[Source material]

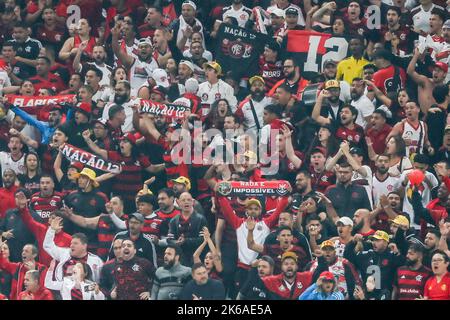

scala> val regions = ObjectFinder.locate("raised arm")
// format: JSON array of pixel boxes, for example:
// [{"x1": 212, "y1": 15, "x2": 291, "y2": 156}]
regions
[
  {"x1": 54, "y1": 148, "x2": 65, "y2": 182},
  {"x1": 216, "y1": 196, "x2": 241, "y2": 230},
  {"x1": 325, "y1": 148, "x2": 343, "y2": 172},
  {"x1": 58, "y1": 37, "x2": 77, "y2": 61},
  {"x1": 59, "y1": 207, "x2": 101, "y2": 230},
  {"x1": 263, "y1": 196, "x2": 290, "y2": 228},
  {"x1": 317, "y1": 192, "x2": 340, "y2": 224},
  {"x1": 9, "y1": 128, "x2": 39, "y2": 150},
  {"x1": 311, "y1": 90, "x2": 331, "y2": 126},
  {"x1": 10, "y1": 106, "x2": 46, "y2": 134},
  {"x1": 72, "y1": 40, "x2": 88, "y2": 73},
  {"x1": 43, "y1": 217, "x2": 69, "y2": 261},
  {"x1": 192, "y1": 237, "x2": 208, "y2": 264},
  {"x1": 407, "y1": 48, "x2": 428, "y2": 87},
  {"x1": 281, "y1": 125, "x2": 302, "y2": 169},
  {"x1": 385, "y1": 122, "x2": 403, "y2": 143},
  {"x1": 246, "y1": 217, "x2": 264, "y2": 254},
  {"x1": 111, "y1": 25, "x2": 134, "y2": 69},
  {"x1": 82, "y1": 130, "x2": 109, "y2": 159},
  {"x1": 341, "y1": 141, "x2": 367, "y2": 177}
]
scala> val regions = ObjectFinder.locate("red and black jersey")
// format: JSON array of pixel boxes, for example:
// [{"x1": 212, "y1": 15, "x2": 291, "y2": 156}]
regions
[
  {"x1": 191, "y1": 164, "x2": 211, "y2": 201},
  {"x1": 108, "y1": 151, "x2": 152, "y2": 202},
  {"x1": 29, "y1": 74, "x2": 66, "y2": 94},
  {"x1": 30, "y1": 191, "x2": 64, "y2": 223},
  {"x1": 310, "y1": 169, "x2": 335, "y2": 193},
  {"x1": 378, "y1": 25, "x2": 415, "y2": 54},
  {"x1": 33, "y1": 23, "x2": 67, "y2": 50},
  {"x1": 373, "y1": 65, "x2": 406, "y2": 95},
  {"x1": 335, "y1": 124, "x2": 365, "y2": 149},
  {"x1": 216, "y1": 197, "x2": 247, "y2": 244},
  {"x1": 259, "y1": 57, "x2": 283, "y2": 92},
  {"x1": 158, "y1": 137, "x2": 189, "y2": 186},
  {"x1": 262, "y1": 272, "x2": 313, "y2": 300},
  {"x1": 114, "y1": 256, "x2": 155, "y2": 300},
  {"x1": 263, "y1": 244, "x2": 309, "y2": 275},
  {"x1": 97, "y1": 214, "x2": 128, "y2": 261},
  {"x1": 395, "y1": 266, "x2": 432, "y2": 300},
  {"x1": 343, "y1": 16, "x2": 368, "y2": 38},
  {"x1": 145, "y1": 208, "x2": 181, "y2": 238}
]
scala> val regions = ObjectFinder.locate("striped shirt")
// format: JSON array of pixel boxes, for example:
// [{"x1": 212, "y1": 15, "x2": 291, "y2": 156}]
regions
[
  {"x1": 395, "y1": 266, "x2": 431, "y2": 300},
  {"x1": 30, "y1": 191, "x2": 64, "y2": 223}
]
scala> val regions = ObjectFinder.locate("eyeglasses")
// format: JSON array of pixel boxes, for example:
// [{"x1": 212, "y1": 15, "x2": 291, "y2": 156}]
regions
[
  {"x1": 432, "y1": 258, "x2": 445, "y2": 263},
  {"x1": 283, "y1": 65, "x2": 294, "y2": 69}
]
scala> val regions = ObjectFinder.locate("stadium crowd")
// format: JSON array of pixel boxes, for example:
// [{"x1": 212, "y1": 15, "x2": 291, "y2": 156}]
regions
[{"x1": 0, "y1": 0, "x2": 449, "y2": 300}]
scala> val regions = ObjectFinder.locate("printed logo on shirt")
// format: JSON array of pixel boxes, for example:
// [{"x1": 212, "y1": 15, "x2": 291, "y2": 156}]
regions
[
  {"x1": 215, "y1": 92, "x2": 222, "y2": 100},
  {"x1": 201, "y1": 93, "x2": 209, "y2": 101},
  {"x1": 297, "y1": 282, "x2": 303, "y2": 289},
  {"x1": 415, "y1": 275, "x2": 423, "y2": 282},
  {"x1": 132, "y1": 264, "x2": 140, "y2": 272}
]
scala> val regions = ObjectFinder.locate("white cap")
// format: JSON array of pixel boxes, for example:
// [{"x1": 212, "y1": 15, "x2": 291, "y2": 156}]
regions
[
  {"x1": 337, "y1": 217, "x2": 354, "y2": 227},
  {"x1": 179, "y1": 59, "x2": 195, "y2": 72},
  {"x1": 182, "y1": 0, "x2": 197, "y2": 11},
  {"x1": 138, "y1": 37, "x2": 153, "y2": 47},
  {"x1": 185, "y1": 78, "x2": 199, "y2": 94},
  {"x1": 151, "y1": 68, "x2": 170, "y2": 88},
  {"x1": 271, "y1": 8, "x2": 285, "y2": 18}
]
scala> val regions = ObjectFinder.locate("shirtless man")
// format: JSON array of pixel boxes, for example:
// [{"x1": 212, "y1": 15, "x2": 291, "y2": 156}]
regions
[{"x1": 407, "y1": 47, "x2": 446, "y2": 113}]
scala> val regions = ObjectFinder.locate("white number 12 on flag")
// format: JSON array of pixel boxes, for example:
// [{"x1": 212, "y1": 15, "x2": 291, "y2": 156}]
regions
[{"x1": 304, "y1": 36, "x2": 349, "y2": 73}]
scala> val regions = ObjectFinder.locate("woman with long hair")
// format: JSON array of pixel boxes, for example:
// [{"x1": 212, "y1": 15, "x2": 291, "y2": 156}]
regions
[
  {"x1": 367, "y1": 135, "x2": 412, "y2": 177},
  {"x1": 100, "y1": 66, "x2": 128, "y2": 103},
  {"x1": 205, "y1": 99, "x2": 232, "y2": 131},
  {"x1": 59, "y1": 262, "x2": 104, "y2": 300},
  {"x1": 17, "y1": 152, "x2": 41, "y2": 195},
  {"x1": 193, "y1": 227, "x2": 223, "y2": 280}
]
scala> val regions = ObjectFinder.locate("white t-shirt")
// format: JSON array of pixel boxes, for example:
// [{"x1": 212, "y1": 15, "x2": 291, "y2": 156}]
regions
[
  {"x1": 372, "y1": 174, "x2": 400, "y2": 207},
  {"x1": 222, "y1": 5, "x2": 252, "y2": 28},
  {"x1": 102, "y1": 99, "x2": 138, "y2": 133},
  {"x1": 0, "y1": 152, "x2": 26, "y2": 176},
  {"x1": 236, "y1": 96, "x2": 272, "y2": 131},
  {"x1": 182, "y1": 49, "x2": 213, "y2": 62},
  {"x1": 412, "y1": 4, "x2": 444, "y2": 34},
  {"x1": 351, "y1": 95, "x2": 375, "y2": 129},
  {"x1": 0, "y1": 70, "x2": 11, "y2": 96},
  {"x1": 197, "y1": 79, "x2": 238, "y2": 114},
  {"x1": 388, "y1": 157, "x2": 413, "y2": 177},
  {"x1": 396, "y1": 170, "x2": 439, "y2": 229},
  {"x1": 82, "y1": 62, "x2": 112, "y2": 87},
  {"x1": 129, "y1": 57, "x2": 159, "y2": 97}
]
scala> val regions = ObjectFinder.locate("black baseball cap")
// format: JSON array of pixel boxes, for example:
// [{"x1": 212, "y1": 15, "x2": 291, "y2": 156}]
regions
[
  {"x1": 350, "y1": 147, "x2": 364, "y2": 157},
  {"x1": 286, "y1": 7, "x2": 299, "y2": 16},
  {"x1": 265, "y1": 41, "x2": 281, "y2": 54}
]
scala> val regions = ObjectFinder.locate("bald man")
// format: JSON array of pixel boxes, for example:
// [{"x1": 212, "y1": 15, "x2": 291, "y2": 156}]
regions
[
  {"x1": 167, "y1": 192, "x2": 207, "y2": 266},
  {"x1": 352, "y1": 209, "x2": 375, "y2": 240}
]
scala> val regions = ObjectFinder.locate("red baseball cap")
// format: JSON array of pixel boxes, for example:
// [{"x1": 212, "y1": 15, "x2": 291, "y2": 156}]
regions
[
  {"x1": 120, "y1": 132, "x2": 137, "y2": 145},
  {"x1": 69, "y1": 162, "x2": 84, "y2": 172},
  {"x1": 319, "y1": 271, "x2": 335, "y2": 281},
  {"x1": 75, "y1": 102, "x2": 92, "y2": 115},
  {"x1": 434, "y1": 61, "x2": 449, "y2": 73}
]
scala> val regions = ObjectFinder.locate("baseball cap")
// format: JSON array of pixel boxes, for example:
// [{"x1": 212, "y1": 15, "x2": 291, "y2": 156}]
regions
[
  {"x1": 49, "y1": 104, "x2": 63, "y2": 112},
  {"x1": 205, "y1": 61, "x2": 222, "y2": 75},
  {"x1": 69, "y1": 162, "x2": 84, "y2": 172},
  {"x1": 336, "y1": 216, "x2": 354, "y2": 227},
  {"x1": 323, "y1": 59, "x2": 337, "y2": 68},
  {"x1": 271, "y1": 8, "x2": 285, "y2": 18},
  {"x1": 120, "y1": 132, "x2": 137, "y2": 145},
  {"x1": 75, "y1": 102, "x2": 92, "y2": 116},
  {"x1": 182, "y1": 0, "x2": 197, "y2": 10},
  {"x1": 281, "y1": 251, "x2": 298, "y2": 262},
  {"x1": 320, "y1": 240, "x2": 335, "y2": 250},
  {"x1": 151, "y1": 85, "x2": 168, "y2": 97},
  {"x1": 184, "y1": 78, "x2": 199, "y2": 93},
  {"x1": 349, "y1": 147, "x2": 364, "y2": 157},
  {"x1": 245, "y1": 198, "x2": 262, "y2": 208},
  {"x1": 179, "y1": 59, "x2": 195, "y2": 72},
  {"x1": 390, "y1": 215, "x2": 410, "y2": 228},
  {"x1": 129, "y1": 212, "x2": 145, "y2": 223},
  {"x1": 151, "y1": 68, "x2": 170, "y2": 88},
  {"x1": 370, "y1": 230, "x2": 390, "y2": 242},
  {"x1": 324, "y1": 80, "x2": 340, "y2": 90},
  {"x1": 93, "y1": 118, "x2": 107, "y2": 128},
  {"x1": 138, "y1": 37, "x2": 153, "y2": 47},
  {"x1": 171, "y1": 176, "x2": 191, "y2": 191},
  {"x1": 434, "y1": 61, "x2": 449, "y2": 74},
  {"x1": 444, "y1": 19, "x2": 450, "y2": 29},
  {"x1": 249, "y1": 75, "x2": 265, "y2": 86},
  {"x1": 319, "y1": 271, "x2": 335, "y2": 281},
  {"x1": 285, "y1": 7, "x2": 299, "y2": 16}
]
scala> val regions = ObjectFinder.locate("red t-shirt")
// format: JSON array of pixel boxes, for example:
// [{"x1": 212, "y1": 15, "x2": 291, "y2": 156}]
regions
[
  {"x1": 0, "y1": 186, "x2": 17, "y2": 219},
  {"x1": 29, "y1": 74, "x2": 66, "y2": 94},
  {"x1": 366, "y1": 124, "x2": 392, "y2": 155},
  {"x1": 18, "y1": 288, "x2": 54, "y2": 300},
  {"x1": 424, "y1": 273, "x2": 450, "y2": 300},
  {"x1": 373, "y1": 65, "x2": 406, "y2": 95}
]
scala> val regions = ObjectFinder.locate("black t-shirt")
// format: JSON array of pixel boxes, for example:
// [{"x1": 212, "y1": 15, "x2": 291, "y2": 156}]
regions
[
  {"x1": 17, "y1": 173, "x2": 41, "y2": 195},
  {"x1": 10, "y1": 37, "x2": 42, "y2": 77},
  {"x1": 180, "y1": 278, "x2": 226, "y2": 300},
  {"x1": 239, "y1": 267, "x2": 270, "y2": 300}
]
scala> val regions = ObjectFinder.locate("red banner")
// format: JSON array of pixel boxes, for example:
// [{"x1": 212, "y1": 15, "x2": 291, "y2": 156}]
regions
[
  {"x1": 216, "y1": 180, "x2": 291, "y2": 197},
  {"x1": 5, "y1": 94, "x2": 76, "y2": 108},
  {"x1": 60, "y1": 143, "x2": 122, "y2": 174},
  {"x1": 140, "y1": 99, "x2": 189, "y2": 119}
]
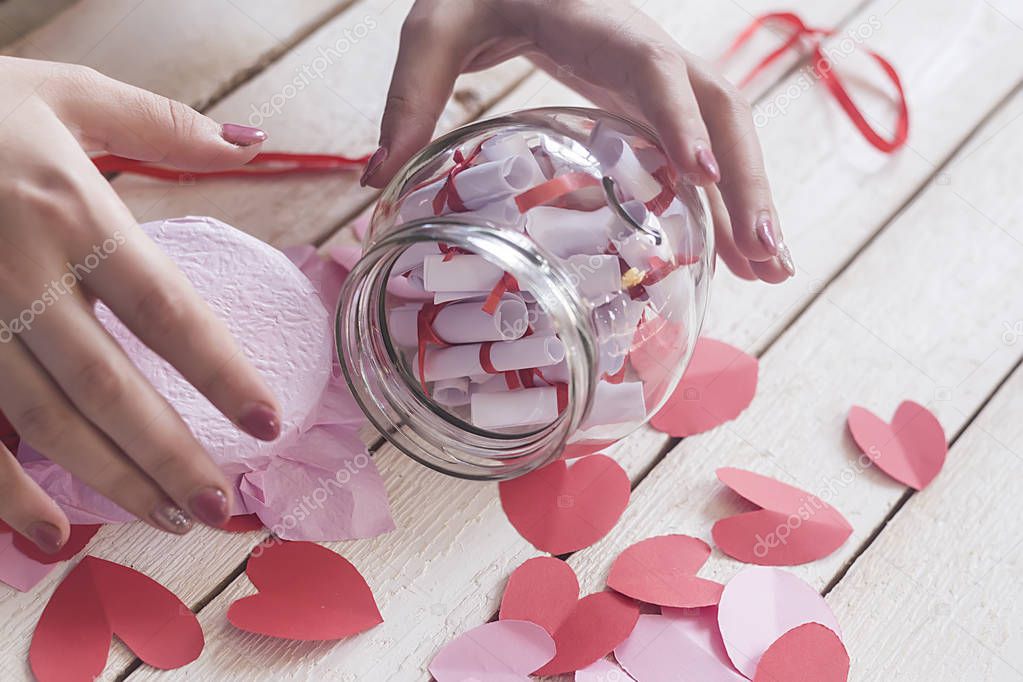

[/Source material]

# Your instructions:
Your task is to find every line above containing the word "white" and copy it.

# Answer space:
scala> val regions = ObjectFinder.locate("white cap")
scala> val regions = ObjectFinder.locate("white number 12 on flag")
scala> val regions = ObjectFinder.locate("white t-shirt")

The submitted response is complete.